## WHAT TO PRODUCE:
Every record must be written out once more, with nothing added or omitted.

## DATASET EXTRACT:
□ □ □

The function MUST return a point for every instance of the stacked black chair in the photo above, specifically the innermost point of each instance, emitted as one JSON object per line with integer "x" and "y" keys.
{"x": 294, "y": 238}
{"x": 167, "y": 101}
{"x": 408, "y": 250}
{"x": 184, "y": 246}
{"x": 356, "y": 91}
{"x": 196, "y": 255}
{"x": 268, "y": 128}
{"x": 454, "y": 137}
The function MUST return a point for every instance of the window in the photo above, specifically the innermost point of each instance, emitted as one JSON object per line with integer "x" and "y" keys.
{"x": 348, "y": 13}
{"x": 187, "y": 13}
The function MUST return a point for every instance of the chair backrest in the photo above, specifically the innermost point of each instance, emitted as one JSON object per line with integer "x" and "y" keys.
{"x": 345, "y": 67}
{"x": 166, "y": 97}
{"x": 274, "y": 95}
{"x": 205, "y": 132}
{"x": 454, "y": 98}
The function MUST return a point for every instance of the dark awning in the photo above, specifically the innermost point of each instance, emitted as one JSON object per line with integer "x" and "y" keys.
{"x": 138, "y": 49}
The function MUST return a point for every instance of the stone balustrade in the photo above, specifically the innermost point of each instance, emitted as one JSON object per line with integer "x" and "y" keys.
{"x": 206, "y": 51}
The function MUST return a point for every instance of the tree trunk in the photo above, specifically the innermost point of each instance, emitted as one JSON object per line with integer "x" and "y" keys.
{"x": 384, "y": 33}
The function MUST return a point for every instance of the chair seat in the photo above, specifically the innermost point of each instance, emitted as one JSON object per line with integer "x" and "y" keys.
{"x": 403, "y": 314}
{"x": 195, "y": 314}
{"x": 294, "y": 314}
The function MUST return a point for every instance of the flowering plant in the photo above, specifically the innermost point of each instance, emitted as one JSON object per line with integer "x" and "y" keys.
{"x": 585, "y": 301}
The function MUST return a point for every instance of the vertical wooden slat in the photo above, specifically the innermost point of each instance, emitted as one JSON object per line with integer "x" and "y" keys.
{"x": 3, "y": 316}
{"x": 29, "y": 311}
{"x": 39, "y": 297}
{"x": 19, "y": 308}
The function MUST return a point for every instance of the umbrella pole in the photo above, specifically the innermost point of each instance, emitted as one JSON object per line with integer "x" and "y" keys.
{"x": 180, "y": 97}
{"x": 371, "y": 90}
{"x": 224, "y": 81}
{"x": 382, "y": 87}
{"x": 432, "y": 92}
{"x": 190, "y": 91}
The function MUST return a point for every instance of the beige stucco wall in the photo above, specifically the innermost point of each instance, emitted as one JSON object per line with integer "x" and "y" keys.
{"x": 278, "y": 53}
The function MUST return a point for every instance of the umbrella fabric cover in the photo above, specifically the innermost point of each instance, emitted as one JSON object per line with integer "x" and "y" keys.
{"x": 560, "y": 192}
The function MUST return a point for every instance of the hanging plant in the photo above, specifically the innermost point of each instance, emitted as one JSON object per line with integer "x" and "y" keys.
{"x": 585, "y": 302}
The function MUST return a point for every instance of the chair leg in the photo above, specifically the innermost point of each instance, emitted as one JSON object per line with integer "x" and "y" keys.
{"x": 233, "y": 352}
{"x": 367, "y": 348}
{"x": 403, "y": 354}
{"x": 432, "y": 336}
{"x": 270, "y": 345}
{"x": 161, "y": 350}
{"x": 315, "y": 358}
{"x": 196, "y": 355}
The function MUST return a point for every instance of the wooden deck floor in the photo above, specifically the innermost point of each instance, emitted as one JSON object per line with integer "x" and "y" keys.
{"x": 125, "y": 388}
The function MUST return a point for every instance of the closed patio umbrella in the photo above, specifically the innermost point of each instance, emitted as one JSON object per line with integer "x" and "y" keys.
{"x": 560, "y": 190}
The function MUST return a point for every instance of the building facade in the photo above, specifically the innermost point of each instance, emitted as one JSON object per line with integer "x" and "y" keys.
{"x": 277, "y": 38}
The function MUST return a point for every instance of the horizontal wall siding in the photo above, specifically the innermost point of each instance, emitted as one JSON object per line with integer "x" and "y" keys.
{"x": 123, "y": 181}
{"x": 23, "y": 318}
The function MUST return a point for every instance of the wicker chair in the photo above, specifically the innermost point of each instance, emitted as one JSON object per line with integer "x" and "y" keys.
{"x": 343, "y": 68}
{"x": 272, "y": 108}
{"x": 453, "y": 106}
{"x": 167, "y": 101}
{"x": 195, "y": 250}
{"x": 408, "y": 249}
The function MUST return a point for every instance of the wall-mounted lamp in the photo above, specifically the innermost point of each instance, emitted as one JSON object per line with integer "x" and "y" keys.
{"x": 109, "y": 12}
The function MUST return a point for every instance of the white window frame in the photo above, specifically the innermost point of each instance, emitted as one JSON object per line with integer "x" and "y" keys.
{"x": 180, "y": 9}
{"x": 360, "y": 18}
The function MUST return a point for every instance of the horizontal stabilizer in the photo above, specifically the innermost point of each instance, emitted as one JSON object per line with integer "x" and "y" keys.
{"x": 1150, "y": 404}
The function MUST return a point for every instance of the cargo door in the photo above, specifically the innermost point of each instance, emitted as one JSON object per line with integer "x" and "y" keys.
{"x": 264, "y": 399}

□ □ □

## WRITTEN ANSWER:
The function MUST return a point for every instance of the stacked black chair in the photo above, specifically the innermost point of each instance, emitted as one JSON object per line with integer "x" and "y" keys.
{"x": 294, "y": 238}
{"x": 167, "y": 101}
{"x": 408, "y": 250}
{"x": 184, "y": 246}
{"x": 356, "y": 91}
{"x": 196, "y": 255}
{"x": 268, "y": 128}
{"x": 454, "y": 137}
The function MUST return a point for every instance of the window in the photo above, specifically the innermost point of each instance, emitted as one JSON object per line with integer "x" and "y" keys.
{"x": 348, "y": 13}
{"x": 187, "y": 13}
The function MUST return a point for every instance of the chair backrest in the photo above, specifically the innermost point of each instance, emitted as one JSON object per line with integer "x" and "y" keys.
{"x": 345, "y": 67}
{"x": 166, "y": 97}
{"x": 274, "y": 95}
{"x": 205, "y": 132}
{"x": 454, "y": 98}
The function MUST return a point for every instance of the dark awning in the photo above, specifically the innermost point of each instance, emitted as one JSON object per line with integer "x" and "y" keys.
{"x": 138, "y": 49}
The function MUST return a point for every instance of the stone balustrade in the photo above, specifically the innermost point of each instance, emitted as one JSON object per line with integer "x" and "y" keys.
{"x": 206, "y": 51}
The function MUST return a point for every instance of the tree trunk in the photo above, specifically the innermost point of each instance, emitted as one JSON object per line with integer "x" and "y" keys.
{"x": 384, "y": 33}
The function MUST return a point for every instance of the chair seat in the photo above, specifically the innermost point of each instance, emitted as one JSON object per line with integer "x" and "y" keys.
{"x": 403, "y": 314}
{"x": 195, "y": 314}
{"x": 294, "y": 314}
The function MUST return a point for every instance of the flowering plant in the photo above, specifically the innermost point of each instance, emitted as one JSON object per line with integer "x" and "y" keys.
{"x": 585, "y": 301}
The function MUST return a point for every instance of the vertical wooden slat in the photo above, specifically the innermost point of each instance, emitted as one JSON object per line with integer "x" and "y" keys.
{"x": 3, "y": 316}
{"x": 29, "y": 311}
{"x": 39, "y": 297}
{"x": 19, "y": 308}
The function MUST return a point for every instance of the umbrella pole in the photo above, specifically the innermost point of each instance, emitted as one JSON object per line with integer "x" and "y" keys.
{"x": 180, "y": 97}
{"x": 371, "y": 90}
{"x": 224, "y": 81}
{"x": 382, "y": 87}
{"x": 432, "y": 92}
{"x": 190, "y": 91}
The function MUST return a point for every instance of the beige stucco wall in the photo above, specifically the innermost point of each instance, emitted as one JSON object per line with integer "x" and "y" keys.
{"x": 278, "y": 53}
The function MUST return a point for every instance of the umbrella fabric cover in the photo above, specifically the innermost point of each instance, emitted as one JSON object per line with integer "x" and "y" keys.
{"x": 560, "y": 192}
The function MUST return a point for every instance of the hanging plant in the photo above, specifically the innermost point of each instance, emitted as one JSON object per line with integer "x" and "y" keys.
{"x": 585, "y": 302}
The function MUST return a point for every instance of the chair leg in the photo above, specifically the innermost point of each instance, emitted as one JSON object per line with integer "x" and "y" keys.
{"x": 233, "y": 352}
{"x": 367, "y": 348}
{"x": 403, "y": 354}
{"x": 432, "y": 336}
{"x": 270, "y": 345}
{"x": 161, "y": 350}
{"x": 315, "y": 358}
{"x": 196, "y": 355}
The function MUST return a point for every instance of the wooden deck floor in the photo above, specifically the innermost point of each instance, emitted as one JSON object per line with integer "x" and "y" keys.
{"x": 125, "y": 388}
The function MUST return a point for every instance of the closed patio umbrella in the photo above, specifically the innermost point of each instance, emitted as one JSON object per line with integer "x" and "y" keys.
{"x": 560, "y": 190}
The function MUST return a point for every instance of the building facade in the photo above, specifically the innermost point of each instance, emitted as one JSON object per line with integer "x" and "y" keys.
{"x": 277, "y": 38}
The function MUST return a point for every instance of the horizontal wall siding in the photo above, specifically the innermost point of each instance, emitted as one JSON object per line with integer "x" and "y" keys.
{"x": 123, "y": 181}
{"x": 23, "y": 318}
The function MUST return a point for every instance of the wicker chair in the photo above, specifically the innermost point of each instance, emitted as one JSON object per line with integer "x" and "y" keys.
{"x": 343, "y": 68}
{"x": 272, "y": 108}
{"x": 453, "y": 106}
{"x": 167, "y": 101}
{"x": 195, "y": 250}
{"x": 408, "y": 249}
The function MUST return a point for every instance of the wall-mounted lamp in the photo above, specifically the innermost point of each instance, emitted as one JSON object per line with integer "x" and "y" keys.
{"x": 109, "y": 12}
The function MUST return a point for every instance of the white window frame in the photo above, specifically the innermost point of each instance, emitted as one JSON object per line with integer "x" and "y" keys.
{"x": 180, "y": 9}
{"x": 360, "y": 18}
The function MUST return a point for every instance of the horizontal stabilizer in the photo above, specifically the innermost point of each instance, emitted as one JSON object per line with integer "x" and "y" keys.
{"x": 1150, "y": 404}
The function MUST return a point for every instance of the cargo door in the photo above, specifically the innermost point of each instance, emitted as one JSON object per line with integer "x" and "y" keys.
{"x": 264, "y": 399}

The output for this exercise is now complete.